_What needs to be done_
Write what comes next in the Databricks review below, picking up after its last sentence.

Databricks for modern day ETL
Anonymous | TrustRadius Reviewer
January 31, 2019

Databricks for modern day ETL

Score 9 out of 10
Vetted Review
Verified User
Review Source

Overall Satisfaction with Databricks Unified Analytics Platform

Data from APIs is streamed into our One Lake environment. This one lake is S3 on AWS.
Once this raw data is on S3, we use Databricks to write Spark SQL queries and pySpark to process this data into relational tables and views.

Then those views are used by our data scientists and modelers to generate business value and use in lot of places like creating new models, creating new audit files, exports etc.
  • Process raw data in One Lake (S3) env to relational tables and views
  • Share notebooks with our business analysts so that they can use the queries and generate value out of the data
  • Try out PySpark and Spark SQL queries on raw data before using them in our Spark jobs
  • Modern day ETL operations made easy using Databricks. Provide access mechanism for different set of customers
  • Databricks should come with a fine grained access control mechanism. If I have tables or views created then access mechanism should be able to restrict access to certain tables or columns based on the logged in user
  • There should be improved graphing and dash boarding provided from within Databricks
  • Better integration with AWS could help me code jobs in Databricks and run them in AWS EMR more easily using better devops pipelines
  • ROI for us has been tremendous. Time to market by processing raw data in our big data infrastructure has been pretty fast.
  • Non engineers can easily use Databricks, hence helping business customers.
  • Thousands of different data combinations can easily be joined and used by our data teams.
Databricks was picked among other competitors. Closest competition in our organization was H2O.ai and Databricks came out to be more useful for ROI and time to market in our internal research.

_Extracted data_
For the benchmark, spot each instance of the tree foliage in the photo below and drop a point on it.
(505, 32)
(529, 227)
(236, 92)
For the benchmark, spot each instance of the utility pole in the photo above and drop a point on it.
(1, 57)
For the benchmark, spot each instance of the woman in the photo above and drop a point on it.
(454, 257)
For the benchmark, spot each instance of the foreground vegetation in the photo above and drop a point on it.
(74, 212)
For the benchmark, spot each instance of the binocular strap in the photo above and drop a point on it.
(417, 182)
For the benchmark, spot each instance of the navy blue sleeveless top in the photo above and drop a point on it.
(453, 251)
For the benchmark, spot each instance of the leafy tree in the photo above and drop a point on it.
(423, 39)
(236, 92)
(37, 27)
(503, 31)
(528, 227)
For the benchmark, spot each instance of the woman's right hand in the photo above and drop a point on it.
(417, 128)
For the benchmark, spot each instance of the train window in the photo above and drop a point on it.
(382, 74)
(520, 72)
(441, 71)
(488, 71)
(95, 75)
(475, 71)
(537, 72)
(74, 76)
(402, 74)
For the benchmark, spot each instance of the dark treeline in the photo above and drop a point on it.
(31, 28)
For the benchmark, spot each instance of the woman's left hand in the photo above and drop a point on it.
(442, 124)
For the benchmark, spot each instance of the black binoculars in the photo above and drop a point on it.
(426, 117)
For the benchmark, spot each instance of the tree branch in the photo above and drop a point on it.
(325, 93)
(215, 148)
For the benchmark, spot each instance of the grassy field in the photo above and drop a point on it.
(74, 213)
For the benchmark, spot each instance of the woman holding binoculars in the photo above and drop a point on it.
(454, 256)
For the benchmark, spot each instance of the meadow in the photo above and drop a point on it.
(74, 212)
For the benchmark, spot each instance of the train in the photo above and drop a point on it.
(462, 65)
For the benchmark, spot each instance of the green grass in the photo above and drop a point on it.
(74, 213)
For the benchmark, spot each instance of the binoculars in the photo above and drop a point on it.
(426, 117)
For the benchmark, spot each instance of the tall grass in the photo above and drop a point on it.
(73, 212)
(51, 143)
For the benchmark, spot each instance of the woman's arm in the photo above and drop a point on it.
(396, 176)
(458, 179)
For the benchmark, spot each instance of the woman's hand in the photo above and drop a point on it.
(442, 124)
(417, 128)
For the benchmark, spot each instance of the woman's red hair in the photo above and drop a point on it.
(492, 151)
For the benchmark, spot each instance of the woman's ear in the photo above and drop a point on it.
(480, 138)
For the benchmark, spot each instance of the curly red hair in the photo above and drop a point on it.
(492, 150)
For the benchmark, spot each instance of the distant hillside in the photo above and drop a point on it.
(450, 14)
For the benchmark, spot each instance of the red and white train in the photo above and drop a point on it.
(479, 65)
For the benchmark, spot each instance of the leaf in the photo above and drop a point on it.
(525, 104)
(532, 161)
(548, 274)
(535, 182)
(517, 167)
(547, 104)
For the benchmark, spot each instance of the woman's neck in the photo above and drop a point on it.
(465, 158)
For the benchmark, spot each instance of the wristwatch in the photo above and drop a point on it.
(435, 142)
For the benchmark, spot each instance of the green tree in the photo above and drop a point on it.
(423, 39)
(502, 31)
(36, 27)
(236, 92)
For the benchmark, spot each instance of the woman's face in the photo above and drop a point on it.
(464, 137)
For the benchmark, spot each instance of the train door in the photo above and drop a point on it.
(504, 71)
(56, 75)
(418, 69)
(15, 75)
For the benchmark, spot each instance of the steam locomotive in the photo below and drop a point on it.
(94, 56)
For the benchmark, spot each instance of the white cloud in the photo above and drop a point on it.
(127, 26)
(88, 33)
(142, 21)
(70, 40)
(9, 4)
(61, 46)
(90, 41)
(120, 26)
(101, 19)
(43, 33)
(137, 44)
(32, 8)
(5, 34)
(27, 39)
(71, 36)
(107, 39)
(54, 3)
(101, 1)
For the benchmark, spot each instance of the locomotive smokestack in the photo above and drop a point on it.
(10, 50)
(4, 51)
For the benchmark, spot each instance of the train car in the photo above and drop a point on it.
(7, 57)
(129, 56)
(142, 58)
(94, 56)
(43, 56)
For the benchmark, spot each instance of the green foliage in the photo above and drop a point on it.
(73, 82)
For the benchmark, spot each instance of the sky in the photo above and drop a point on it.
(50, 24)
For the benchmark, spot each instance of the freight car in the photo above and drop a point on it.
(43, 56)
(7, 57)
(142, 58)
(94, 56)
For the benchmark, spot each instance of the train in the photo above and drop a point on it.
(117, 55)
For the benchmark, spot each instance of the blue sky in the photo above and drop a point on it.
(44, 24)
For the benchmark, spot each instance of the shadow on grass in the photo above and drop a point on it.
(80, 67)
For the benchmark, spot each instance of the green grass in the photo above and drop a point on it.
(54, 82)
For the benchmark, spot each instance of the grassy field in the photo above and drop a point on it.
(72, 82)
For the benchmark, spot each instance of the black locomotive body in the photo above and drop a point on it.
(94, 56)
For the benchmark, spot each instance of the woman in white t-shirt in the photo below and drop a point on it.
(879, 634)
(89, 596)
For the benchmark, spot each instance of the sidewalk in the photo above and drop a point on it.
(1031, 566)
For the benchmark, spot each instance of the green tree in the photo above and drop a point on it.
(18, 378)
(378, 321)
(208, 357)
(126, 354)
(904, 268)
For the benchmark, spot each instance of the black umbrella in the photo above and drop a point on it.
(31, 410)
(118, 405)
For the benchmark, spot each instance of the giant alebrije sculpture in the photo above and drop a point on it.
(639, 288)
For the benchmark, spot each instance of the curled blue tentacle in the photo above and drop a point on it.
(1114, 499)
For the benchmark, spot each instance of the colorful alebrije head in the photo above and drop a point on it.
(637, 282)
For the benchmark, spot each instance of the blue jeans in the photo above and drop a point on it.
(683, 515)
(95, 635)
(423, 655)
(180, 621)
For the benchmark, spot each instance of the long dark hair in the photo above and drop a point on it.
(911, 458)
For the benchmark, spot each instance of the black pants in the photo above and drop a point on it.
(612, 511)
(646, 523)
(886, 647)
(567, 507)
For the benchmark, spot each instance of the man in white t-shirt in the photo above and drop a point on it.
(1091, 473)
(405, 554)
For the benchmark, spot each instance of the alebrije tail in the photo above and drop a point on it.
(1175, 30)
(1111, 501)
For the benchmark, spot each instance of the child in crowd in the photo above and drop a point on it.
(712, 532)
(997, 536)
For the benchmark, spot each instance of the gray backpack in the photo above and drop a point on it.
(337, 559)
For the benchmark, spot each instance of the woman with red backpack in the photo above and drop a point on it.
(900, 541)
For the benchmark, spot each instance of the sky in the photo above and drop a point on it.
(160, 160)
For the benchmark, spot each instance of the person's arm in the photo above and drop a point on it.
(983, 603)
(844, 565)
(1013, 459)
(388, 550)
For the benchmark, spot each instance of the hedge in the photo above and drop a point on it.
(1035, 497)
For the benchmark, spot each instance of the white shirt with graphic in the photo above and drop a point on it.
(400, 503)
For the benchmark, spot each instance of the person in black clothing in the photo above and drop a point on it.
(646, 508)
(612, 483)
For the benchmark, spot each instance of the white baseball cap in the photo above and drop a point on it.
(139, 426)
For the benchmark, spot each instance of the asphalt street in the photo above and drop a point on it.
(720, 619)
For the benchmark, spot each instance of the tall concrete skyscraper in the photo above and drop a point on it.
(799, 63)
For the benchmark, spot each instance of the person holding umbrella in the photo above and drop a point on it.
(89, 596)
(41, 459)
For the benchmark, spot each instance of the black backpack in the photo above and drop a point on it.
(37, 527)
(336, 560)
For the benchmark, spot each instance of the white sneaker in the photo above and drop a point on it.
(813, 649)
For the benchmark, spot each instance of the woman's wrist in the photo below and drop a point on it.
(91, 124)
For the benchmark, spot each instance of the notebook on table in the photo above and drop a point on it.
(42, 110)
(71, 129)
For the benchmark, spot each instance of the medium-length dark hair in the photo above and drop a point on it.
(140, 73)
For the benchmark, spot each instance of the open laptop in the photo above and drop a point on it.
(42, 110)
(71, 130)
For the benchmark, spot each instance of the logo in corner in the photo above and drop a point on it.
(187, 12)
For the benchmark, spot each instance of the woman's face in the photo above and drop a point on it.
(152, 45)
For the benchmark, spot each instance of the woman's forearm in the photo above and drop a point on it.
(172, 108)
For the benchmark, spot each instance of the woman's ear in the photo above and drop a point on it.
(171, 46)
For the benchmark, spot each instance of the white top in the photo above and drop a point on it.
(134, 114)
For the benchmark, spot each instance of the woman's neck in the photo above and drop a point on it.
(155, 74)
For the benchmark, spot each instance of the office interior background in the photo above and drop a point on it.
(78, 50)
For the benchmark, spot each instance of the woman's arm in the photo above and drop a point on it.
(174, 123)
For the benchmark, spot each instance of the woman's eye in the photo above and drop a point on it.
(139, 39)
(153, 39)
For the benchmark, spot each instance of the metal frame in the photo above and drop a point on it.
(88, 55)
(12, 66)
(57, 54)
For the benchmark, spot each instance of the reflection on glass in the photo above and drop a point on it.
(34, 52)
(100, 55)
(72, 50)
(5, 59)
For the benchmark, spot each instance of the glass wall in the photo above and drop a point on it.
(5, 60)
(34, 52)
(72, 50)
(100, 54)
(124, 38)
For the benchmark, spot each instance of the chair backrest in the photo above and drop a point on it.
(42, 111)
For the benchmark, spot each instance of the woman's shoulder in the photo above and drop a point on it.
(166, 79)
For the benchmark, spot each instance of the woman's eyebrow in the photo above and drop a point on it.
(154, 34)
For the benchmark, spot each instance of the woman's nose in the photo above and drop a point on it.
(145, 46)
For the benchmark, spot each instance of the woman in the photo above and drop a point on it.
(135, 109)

_Answer to the task_
We could have used AWS products, however Databricks notebooks and ability to launch clusters directly from notebooks was seen as a very helpful tool for non tech users.
This has been very useful in my organization for shared notebooks, integrated data pipeline automation and data sources integrations. Integration with AWS is seamless. Non tech users can easily learn how to use Databricks.
You can have your company LDAP connect to it for login based access controls to some extent.
Databricks has helped my teams write PySpark and Spark SQL jobs and test them out before formally integrating them in Spark jobs. Through Databricks we can create parquet and JSON output files. Datamodelers and scientists who are not very good with coding can get good insight into the data using the notebooks that can be developed by the engineers.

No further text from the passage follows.